→ **Work to do**
Rewrite all the items below with every instance of "annotating" replaced by "marking" and everything else left unchanged. Omit the pictures from your answer.
################
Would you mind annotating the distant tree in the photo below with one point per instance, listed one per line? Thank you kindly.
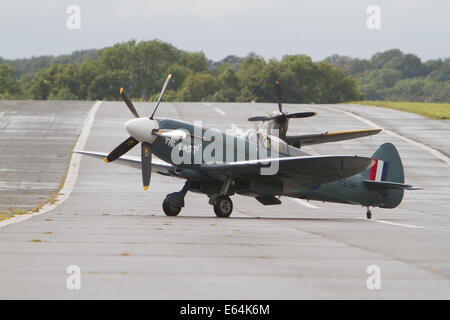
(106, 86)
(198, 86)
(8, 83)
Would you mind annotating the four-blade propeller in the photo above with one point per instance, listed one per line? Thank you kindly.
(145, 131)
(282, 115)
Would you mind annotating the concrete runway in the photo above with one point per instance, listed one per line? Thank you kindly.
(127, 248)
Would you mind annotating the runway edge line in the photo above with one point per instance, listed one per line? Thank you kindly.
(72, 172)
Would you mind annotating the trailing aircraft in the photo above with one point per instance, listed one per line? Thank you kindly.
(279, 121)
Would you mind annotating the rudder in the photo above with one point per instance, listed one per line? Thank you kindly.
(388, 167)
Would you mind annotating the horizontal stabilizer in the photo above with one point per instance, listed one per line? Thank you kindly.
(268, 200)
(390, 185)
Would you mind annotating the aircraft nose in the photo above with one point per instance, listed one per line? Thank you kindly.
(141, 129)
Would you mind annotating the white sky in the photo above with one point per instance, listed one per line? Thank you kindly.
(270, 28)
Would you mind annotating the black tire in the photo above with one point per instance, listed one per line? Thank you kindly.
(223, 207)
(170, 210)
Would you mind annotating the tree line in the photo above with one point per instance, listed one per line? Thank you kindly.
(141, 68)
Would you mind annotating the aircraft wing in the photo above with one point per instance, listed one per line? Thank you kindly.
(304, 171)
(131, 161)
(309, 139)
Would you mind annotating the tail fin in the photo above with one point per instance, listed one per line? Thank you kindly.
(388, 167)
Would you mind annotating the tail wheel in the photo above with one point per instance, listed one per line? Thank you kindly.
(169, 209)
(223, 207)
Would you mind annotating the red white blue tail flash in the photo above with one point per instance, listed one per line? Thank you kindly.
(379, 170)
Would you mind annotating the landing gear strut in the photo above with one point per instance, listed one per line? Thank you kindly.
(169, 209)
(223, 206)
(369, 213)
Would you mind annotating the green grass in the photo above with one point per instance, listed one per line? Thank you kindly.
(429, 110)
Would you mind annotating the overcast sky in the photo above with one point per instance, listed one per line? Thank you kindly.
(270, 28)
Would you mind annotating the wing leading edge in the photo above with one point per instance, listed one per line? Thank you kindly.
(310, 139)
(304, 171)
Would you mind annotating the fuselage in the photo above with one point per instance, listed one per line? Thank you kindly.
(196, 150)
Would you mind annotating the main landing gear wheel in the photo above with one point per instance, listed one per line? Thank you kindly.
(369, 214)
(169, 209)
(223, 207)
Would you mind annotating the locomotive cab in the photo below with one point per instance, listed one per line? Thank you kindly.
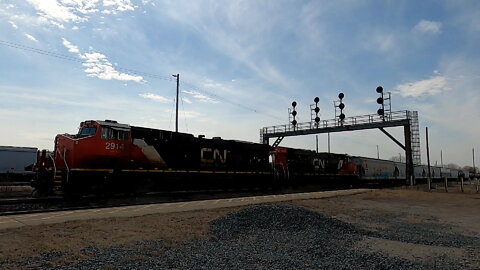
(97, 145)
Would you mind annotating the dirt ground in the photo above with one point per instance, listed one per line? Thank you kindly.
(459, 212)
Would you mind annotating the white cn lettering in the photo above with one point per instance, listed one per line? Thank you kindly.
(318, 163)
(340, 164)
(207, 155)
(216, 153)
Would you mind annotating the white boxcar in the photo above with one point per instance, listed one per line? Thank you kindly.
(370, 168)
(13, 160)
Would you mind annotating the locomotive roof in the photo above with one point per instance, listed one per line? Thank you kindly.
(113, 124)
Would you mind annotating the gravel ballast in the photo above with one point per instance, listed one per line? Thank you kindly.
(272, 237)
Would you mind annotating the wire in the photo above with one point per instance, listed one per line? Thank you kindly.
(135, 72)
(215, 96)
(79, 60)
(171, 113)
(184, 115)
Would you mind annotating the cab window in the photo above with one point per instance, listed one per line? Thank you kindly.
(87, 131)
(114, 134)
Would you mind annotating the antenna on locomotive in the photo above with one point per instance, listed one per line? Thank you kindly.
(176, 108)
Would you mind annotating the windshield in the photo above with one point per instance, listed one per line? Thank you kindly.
################
→ **Output of the exercise**
Would you mind marking the distant tree in the photo below with one point per instance, listed one per line? Thank you kindly.
(106, 86)
(198, 86)
(8, 83)
Would you mind marking the four-blade propeller in the photo above with one point per instance, listed one per line? Thank you kindly.
(145, 131)
(282, 115)
Would you mind marking the concrete runway in the photo above with one point per instance, listed one per line? Thank you kindly.
(127, 248)
Would you mind marking the runway edge line in the photo above with one point per instance, listed one per line? Thank you kindly.
(72, 172)
Would you mind marking the trailing aircraft in the photo above with one point per instance, listed one per line? Thank you kindly.
(279, 121)
Would you mind marking the rudder in the photo above with one point per instance, listed one per line? Thank you kindly.
(388, 167)
Would you mind marking the horizontal stabilizer in the photo above with one point per instance, listed one per line? Thank you kindly.
(268, 200)
(390, 185)
Would you mind marking the aircraft nose in the photo above with one point per instance, listed one per line? Thank you kindly.
(141, 129)
Would you mind marking the white sky in the photo above with one point per instance, listed one per line? Thank you kindly.
(270, 28)
Would you mind marking the black tire in the photo above with one point per instance, listed one per line? Thank you kindly.
(223, 207)
(170, 210)
Would you mind marking the tree line in the photo above with one point per instance, listed one per line? Thank you kindly.
(141, 68)
Would you mind marking the aircraft wing in the photo above with one point per instance, listed one per line? Thank you kindly.
(304, 171)
(131, 161)
(309, 139)
Would you mind marking the tail fin in the photo above with one point per instance, listed one per line? Thank you kindly.
(388, 167)
Would you mind marking the tail wheel in the photo above with one point per instance, listed one per line? Thank you kindly.
(169, 209)
(223, 207)
Would you mind marking the red white blue tail flash in the photo above with one point per instance, listed one per line? Thank you kindly.
(379, 170)
Would you mind marking the landing gear strut in the photo above with one point per instance, listed one per line? Thank you kindly.
(169, 209)
(223, 206)
(369, 213)
Would you mind marking the green grass in the photo above with one point per instance, listed one per line? Thank you kindly.
(429, 110)
Would you mind marking the overcast sky in the photo above with one point per instance, listed one per line? Thank you kindly.
(270, 28)
Would you mind marking the wing leading edge in the photo above with one point per instance, listed one per line? Thank you kindly.
(310, 139)
(304, 171)
Would you mind marking the fuselage in the photo above with one point per instance, listed one per line? Thank you kindly.
(196, 150)
Would you mind marking the main landing gear wheel in the photo above with one point per instance, listed one per line? Thank you kindly.
(369, 214)
(169, 209)
(223, 207)
Would you mind marking the locomotive cab in the photo below with one point per instance, listed one per line? Thank you kindly.
(97, 145)
Would you mind marking the dirt ground in the photo above with one point per instance, listed one per line? Thank you kindly.
(459, 212)
Would you mind marking the white cn lettering in the photo above with one point per instance, listed one per line? Thank you kindly.
(318, 163)
(340, 164)
(207, 155)
(216, 153)
Would you mind marking the white boxcar in the photo above with one point per instance, listed one per line? Thank you kindly.
(370, 168)
(13, 160)
Would you mind marking the locomotive roof in the photo above with one point per instance, listed one per line? Thank you kindly.
(113, 124)
Would you mind marking the gravel ballast in the photo above with one point per instance, listed one per line? Thank you kindly.
(272, 237)
Would you mind marking the wire in the photo above with one point per instance, listed one per line? Thank you kindly.
(135, 72)
(215, 96)
(79, 60)
(171, 113)
(184, 115)
Would you mind marking the cab window in the photo above with one point per instance, listed one per line? Thank you kindly.
(87, 131)
(114, 134)
Would you mind marking the antenna on locomotive in the photo above with one point per instance, listed one per line? Thank you kindly.
(176, 108)
Would you mind marking the windshield in the photo above with one point per instance, listed one per line? Thank you kindly.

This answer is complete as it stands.